Count the lines in the rows below that contain the word "face", and reply with the number alone.

[START TASK INPUTS]

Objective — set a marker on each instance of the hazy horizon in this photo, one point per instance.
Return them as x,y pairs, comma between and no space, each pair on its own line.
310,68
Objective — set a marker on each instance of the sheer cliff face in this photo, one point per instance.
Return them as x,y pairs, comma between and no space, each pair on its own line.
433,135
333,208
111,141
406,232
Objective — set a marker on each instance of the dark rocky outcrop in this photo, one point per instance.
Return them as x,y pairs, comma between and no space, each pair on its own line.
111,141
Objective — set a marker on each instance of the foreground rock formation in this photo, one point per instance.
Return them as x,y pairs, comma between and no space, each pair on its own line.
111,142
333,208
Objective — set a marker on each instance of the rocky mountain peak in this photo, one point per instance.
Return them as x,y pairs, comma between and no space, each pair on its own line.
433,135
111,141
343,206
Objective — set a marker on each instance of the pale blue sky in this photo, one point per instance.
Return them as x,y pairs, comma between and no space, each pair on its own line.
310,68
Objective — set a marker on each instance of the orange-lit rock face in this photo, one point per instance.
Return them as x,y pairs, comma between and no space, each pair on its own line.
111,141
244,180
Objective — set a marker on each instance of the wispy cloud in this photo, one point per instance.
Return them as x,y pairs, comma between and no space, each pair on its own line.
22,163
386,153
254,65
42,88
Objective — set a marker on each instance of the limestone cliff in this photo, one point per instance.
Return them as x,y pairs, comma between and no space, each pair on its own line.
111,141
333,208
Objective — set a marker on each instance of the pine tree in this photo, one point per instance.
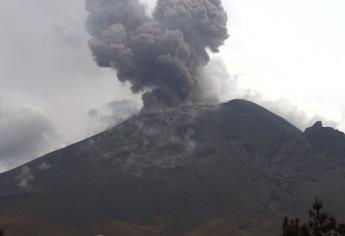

[END TASK INPUTS]

WRITTEN SOLUTION: 2